## EXERCISE AIM
Scan the records below for the line containing "Place one keypoint on each instance of the overcast" and the line containing "Place one keypoint on each instance of the brick". Copy both, plus every line between, exactly.

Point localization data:

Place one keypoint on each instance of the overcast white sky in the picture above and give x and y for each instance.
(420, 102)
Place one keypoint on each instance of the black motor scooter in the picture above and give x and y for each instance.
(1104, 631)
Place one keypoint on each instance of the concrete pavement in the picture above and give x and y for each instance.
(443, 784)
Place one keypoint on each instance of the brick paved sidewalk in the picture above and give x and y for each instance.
* * *
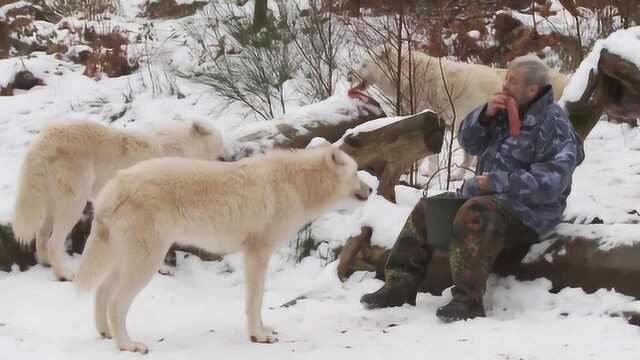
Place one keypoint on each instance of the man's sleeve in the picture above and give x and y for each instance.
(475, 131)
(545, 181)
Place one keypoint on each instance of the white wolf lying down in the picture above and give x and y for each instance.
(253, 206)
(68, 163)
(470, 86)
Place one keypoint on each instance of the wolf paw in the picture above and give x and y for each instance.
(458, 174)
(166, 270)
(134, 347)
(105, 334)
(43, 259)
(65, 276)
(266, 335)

## REPLY
Place one keypoint on each instance of the overcast white sky in the picture above and give x and y for each instance.
(420, 102)
Place one keypoint on each instance of the black motor scooter in the picture above and give x and y for each instance.
(1104, 631)
Place one keypoint on each instance of the concrete pavement in the picture above and give x and y for each instance.
(443, 784)
Place one keypoint on each instance of the brick paved sidewalk in the picture above and give x and y for each instance.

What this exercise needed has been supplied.